-- BEGIN Materials provided --
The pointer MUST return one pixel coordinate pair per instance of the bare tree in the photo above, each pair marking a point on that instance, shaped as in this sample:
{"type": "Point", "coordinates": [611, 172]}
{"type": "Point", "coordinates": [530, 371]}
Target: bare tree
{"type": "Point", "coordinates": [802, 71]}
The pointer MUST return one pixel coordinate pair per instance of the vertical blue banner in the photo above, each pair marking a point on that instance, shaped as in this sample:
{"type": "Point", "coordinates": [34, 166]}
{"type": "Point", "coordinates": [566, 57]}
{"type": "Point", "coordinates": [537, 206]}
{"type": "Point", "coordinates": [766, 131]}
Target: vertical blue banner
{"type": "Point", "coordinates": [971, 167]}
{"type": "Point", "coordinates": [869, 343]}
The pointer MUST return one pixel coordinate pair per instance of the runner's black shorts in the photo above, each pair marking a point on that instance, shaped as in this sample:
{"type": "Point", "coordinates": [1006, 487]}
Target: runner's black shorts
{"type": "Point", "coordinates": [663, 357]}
-- END Materials provided --
Quote every record above exactly.

- [Output for this task]:
The pointer MUST return one pixel coordinate pair per instance of the bare tree in the photo above, each pair marking a point on that instance, shaped as in this sample:
{"type": "Point", "coordinates": [611, 172]}
{"type": "Point", "coordinates": [530, 371]}
Target: bare tree
{"type": "Point", "coordinates": [802, 71]}
The pointer MUST return one pixel coordinate pair per instance of the vertical blue banner in the photo above, each pair marking a point on that instance, shaped as in this sample:
{"type": "Point", "coordinates": [34, 166]}
{"type": "Point", "coordinates": [566, 57]}
{"type": "Point", "coordinates": [537, 206]}
{"type": "Point", "coordinates": [766, 131]}
Target: vertical blue banner
{"type": "Point", "coordinates": [971, 167]}
{"type": "Point", "coordinates": [869, 343]}
The pointer MUST return one pixel coordinate pair per instance of the runner's black shorts in the photo above, each pair marking a point on that instance, shaped as in this sample:
{"type": "Point", "coordinates": [1006, 487]}
Target: runner's black shorts
{"type": "Point", "coordinates": [663, 357]}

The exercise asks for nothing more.